↓
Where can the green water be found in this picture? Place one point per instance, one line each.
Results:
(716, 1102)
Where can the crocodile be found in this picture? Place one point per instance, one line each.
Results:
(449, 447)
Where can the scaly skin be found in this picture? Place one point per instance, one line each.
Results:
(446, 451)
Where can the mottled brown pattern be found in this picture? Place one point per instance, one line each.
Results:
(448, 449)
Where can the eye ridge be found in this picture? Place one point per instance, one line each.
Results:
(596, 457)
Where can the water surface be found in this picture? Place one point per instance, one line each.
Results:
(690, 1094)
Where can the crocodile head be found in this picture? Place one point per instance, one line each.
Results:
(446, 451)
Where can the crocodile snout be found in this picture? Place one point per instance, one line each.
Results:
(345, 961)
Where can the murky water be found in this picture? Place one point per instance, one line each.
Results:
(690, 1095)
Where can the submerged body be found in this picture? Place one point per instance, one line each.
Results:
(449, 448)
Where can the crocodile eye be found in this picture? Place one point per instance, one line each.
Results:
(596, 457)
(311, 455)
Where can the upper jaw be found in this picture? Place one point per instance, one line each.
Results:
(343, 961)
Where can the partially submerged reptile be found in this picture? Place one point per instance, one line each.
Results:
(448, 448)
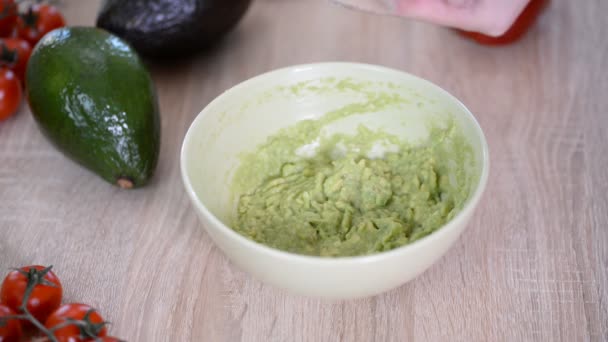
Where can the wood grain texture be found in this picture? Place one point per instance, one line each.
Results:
(532, 267)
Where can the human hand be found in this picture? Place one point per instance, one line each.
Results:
(490, 17)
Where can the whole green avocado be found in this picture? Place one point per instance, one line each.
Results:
(93, 98)
(171, 28)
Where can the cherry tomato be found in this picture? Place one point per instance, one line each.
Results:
(11, 331)
(11, 95)
(14, 53)
(522, 24)
(92, 324)
(46, 295)
(39, 20)
(8, 17)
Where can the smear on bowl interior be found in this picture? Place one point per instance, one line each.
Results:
(349, 195)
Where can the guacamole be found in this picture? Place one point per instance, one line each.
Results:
(355, 195)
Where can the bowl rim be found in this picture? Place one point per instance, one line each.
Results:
(421, 243)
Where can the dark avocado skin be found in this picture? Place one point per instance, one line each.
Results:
(94, 99)
(171, 28)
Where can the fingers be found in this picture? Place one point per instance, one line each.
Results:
(491, 17)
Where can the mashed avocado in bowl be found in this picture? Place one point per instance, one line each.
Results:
(335, 180)
(356, 195)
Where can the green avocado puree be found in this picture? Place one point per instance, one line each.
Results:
(347, 199)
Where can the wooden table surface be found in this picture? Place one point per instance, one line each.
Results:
(532, 266)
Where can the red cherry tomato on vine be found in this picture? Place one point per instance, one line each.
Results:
(14, 53)
(91, 326)
(47, 291)
(39, 20)
(11, 95)
(522, 24)
(8, 17)
(11, 331)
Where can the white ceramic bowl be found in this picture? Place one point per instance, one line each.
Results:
(244, 116)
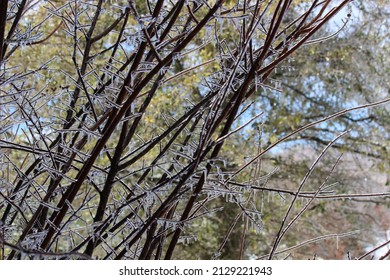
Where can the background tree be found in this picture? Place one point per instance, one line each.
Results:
(135, 127)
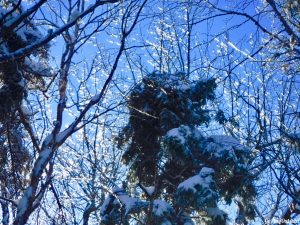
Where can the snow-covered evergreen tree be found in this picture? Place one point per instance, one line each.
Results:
(181, 172)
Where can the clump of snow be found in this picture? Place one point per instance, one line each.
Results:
(227, 141)
(161, 208)
(216, 212)
(150, 190)
(41, 161)
(176, 134)
(23, 203)
(203, 179)
(27, 111)
(38, 68)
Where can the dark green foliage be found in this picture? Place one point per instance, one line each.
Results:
(165, 149)
(161, 102)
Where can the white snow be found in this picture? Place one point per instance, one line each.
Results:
(39, 68)
(124, 199)
(42, 159)
(175, 133)
(215, 212)
(95, 98)
(227, 141)
(26, 110)
(203, 179)
(160, 208)
(23, 203)
(150, 190)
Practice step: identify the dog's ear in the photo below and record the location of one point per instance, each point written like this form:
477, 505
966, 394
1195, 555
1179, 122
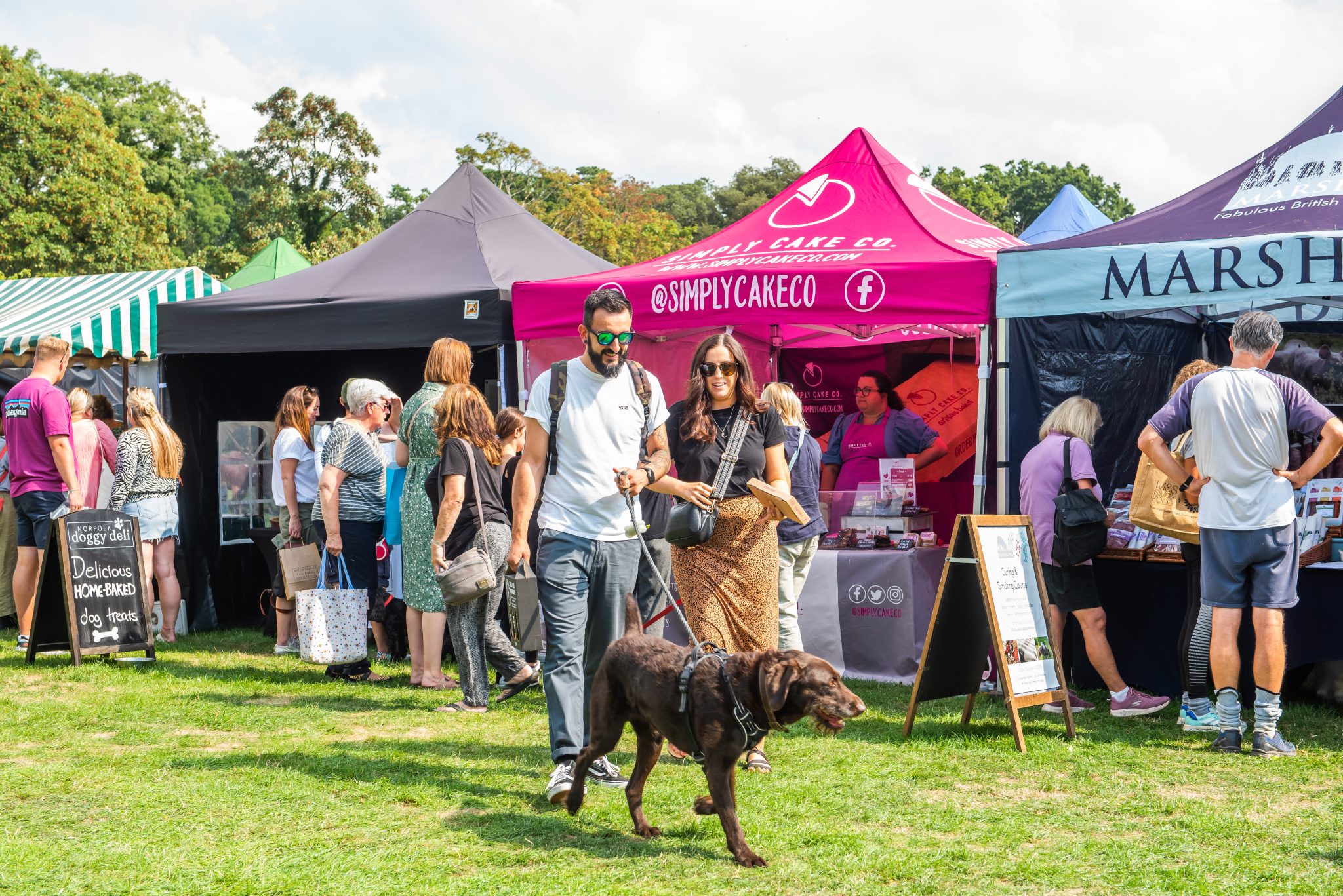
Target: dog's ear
776, 679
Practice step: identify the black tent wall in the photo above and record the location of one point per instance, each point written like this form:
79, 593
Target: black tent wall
1125, 366
223, 582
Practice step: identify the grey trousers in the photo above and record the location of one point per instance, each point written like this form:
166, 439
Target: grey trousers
582, 586
477, 637
651, 595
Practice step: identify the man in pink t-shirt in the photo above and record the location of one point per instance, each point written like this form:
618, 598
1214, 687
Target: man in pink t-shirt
42, 465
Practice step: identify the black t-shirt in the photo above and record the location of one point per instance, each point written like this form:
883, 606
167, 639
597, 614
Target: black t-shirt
492, 503
698, 461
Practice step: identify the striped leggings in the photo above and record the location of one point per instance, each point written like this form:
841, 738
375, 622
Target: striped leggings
1197, 632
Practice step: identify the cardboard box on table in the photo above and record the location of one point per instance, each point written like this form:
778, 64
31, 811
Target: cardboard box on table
946, 397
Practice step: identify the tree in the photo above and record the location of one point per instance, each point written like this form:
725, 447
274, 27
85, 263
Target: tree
752, 187
1014, 195
323, 157
172, 140
73, 199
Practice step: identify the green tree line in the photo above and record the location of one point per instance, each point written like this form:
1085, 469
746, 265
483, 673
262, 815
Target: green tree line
108, 172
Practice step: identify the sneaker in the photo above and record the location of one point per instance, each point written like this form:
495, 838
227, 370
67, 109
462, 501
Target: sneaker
1077, 703
1190, 722
562, 779
606, 773
1272, 747
1138, 704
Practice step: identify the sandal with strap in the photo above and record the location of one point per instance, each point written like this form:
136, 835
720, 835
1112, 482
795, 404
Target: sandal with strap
757, 762
461, 705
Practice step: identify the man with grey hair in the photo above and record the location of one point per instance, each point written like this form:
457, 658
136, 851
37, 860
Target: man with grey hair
1241, 416
352, 494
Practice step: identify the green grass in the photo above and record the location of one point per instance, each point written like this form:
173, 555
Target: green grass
228, 770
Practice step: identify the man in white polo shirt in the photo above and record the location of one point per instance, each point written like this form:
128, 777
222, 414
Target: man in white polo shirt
1247, 520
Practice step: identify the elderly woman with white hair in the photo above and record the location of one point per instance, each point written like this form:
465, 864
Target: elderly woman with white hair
352, 495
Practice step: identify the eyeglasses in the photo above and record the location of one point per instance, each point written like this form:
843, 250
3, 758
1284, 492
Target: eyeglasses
606, 339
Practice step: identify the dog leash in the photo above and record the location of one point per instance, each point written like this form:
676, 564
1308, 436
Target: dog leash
750, 730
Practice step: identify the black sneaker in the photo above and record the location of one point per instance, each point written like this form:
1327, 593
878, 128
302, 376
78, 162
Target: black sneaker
1272, 747
1226, 742
606, 773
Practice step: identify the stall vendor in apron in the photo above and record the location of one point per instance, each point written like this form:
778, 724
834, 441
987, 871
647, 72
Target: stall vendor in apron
881, 427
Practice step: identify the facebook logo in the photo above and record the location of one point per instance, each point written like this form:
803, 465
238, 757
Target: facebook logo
864, 290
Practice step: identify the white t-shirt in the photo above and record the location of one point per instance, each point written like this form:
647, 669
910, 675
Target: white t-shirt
289, 446
601, 429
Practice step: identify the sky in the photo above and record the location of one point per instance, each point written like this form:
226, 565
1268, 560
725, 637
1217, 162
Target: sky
1159, 97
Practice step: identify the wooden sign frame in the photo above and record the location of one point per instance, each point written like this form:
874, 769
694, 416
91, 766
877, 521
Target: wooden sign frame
955, 652
54, 619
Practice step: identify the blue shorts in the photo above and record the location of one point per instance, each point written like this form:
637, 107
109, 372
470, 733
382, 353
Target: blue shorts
1249, 567
33, 515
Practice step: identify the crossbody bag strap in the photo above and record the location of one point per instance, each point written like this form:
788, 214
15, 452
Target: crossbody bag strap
736, 438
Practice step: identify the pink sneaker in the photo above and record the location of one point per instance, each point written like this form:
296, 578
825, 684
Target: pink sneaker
1077, 703
1138, 704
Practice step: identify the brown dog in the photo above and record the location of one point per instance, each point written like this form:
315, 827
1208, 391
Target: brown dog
637, 683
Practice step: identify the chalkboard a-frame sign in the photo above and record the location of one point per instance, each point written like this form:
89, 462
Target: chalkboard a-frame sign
92, 591
992, 601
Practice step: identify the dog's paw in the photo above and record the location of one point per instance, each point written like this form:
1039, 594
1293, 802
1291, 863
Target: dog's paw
750, 860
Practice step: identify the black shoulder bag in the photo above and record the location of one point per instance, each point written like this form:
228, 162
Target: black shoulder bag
1079, 519
689, 524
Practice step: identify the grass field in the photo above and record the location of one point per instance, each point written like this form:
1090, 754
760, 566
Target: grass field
228, 770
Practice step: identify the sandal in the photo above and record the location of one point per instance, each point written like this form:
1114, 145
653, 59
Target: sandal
515, 690
461, 705
757, 762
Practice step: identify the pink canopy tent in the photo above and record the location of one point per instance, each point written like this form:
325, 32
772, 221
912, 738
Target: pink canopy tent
860, 250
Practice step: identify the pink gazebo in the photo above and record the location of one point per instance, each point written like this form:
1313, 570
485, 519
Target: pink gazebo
858, 252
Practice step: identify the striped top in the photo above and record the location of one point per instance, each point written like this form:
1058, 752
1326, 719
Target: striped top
363, 494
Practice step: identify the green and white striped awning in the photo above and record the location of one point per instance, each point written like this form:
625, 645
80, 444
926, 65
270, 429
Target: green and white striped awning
98, 315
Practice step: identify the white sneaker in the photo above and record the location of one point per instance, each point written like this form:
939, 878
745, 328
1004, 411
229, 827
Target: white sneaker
562, 779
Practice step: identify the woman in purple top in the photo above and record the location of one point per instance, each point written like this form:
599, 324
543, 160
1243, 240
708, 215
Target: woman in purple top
1073, 589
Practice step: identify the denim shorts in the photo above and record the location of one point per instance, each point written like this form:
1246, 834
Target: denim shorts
157, 516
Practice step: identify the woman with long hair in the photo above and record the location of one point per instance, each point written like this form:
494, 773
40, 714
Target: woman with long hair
293, 490
797, 543
465, 491
730, 585
420, 452
93, 444
150, 458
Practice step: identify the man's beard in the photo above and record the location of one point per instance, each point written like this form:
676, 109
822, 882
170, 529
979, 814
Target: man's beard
609, 371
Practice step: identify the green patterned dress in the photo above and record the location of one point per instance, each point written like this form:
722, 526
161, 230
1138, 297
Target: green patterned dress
418, 419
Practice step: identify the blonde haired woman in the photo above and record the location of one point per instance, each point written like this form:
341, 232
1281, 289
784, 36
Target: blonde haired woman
1073, 426
148, 463
797, 543
93, 444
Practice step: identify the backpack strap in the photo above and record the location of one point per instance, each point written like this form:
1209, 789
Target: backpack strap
559, 382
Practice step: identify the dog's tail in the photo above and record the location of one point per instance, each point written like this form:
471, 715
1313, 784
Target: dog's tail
633, 621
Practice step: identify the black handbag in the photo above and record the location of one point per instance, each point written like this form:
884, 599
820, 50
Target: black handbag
1079, 519
689, 524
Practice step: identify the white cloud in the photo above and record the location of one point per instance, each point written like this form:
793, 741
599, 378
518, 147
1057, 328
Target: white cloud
1157, 96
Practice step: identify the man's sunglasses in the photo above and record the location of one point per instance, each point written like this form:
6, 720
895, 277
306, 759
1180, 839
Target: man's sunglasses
606, 339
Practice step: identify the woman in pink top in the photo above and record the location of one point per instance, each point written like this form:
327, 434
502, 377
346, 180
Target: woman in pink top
93, 442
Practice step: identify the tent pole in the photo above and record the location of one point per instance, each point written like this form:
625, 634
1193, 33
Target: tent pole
982, 419
1001, 473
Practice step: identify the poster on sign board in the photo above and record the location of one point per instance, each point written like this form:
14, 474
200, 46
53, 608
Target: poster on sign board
1018, 608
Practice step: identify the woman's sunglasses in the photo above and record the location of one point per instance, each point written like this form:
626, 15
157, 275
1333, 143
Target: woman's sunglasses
606, 339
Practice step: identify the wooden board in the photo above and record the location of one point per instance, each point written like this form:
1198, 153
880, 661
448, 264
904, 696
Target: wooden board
982, 598
93, 595
780, 501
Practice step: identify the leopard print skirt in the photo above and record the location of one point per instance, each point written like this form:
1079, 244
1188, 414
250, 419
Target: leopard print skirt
730, 585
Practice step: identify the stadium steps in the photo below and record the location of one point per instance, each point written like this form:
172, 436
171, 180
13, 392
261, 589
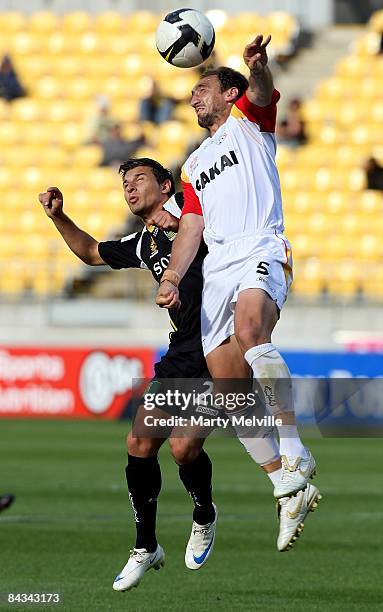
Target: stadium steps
315, 64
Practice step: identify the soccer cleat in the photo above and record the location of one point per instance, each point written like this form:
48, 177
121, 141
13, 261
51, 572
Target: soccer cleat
292, 512
295, 475
139, 562
6, 501
201, 543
↑
Starting with the line that holds "Practice step: identify the woman's", repeat exactly every line through the end of the material above, both ends included, without the pictures.

Practice step: identify the woman's sunglasses in the photo above and record the location of one point per instance, each point written like this form:
626, 15
157, 275
1333, 143
Target: woman's sunglasses
606, 339
Practice step: identify the wooden board in the photo above and record the location of one point per instance, each point written like this form:
1198, 153
880, 661
448, 264
904, 696
Target: wooden board
982, 598
93, 595
780, 501
Practice step: identify the leopard print skirt in the photo above and record the location of one point per instance, each point written like this form:
1079, 244
1188, 414
250, 419
Target: leopard print skirt
730, 585
Practice step: identify the stadium steps in the photo below and record the location of one point per instance, each point written like this form:
172, 436
171, 180
13, 392
261, 589
Target: stadium steps
315, 64
Practice step: identify the soccer cleat in the photo above and record the location of one point per instance, each point written like this form:
48, 177
121, 141
13, 261
51, 572
Target: soccer cleat
292, 512
295, 475
139, 562
6, 501
201, 543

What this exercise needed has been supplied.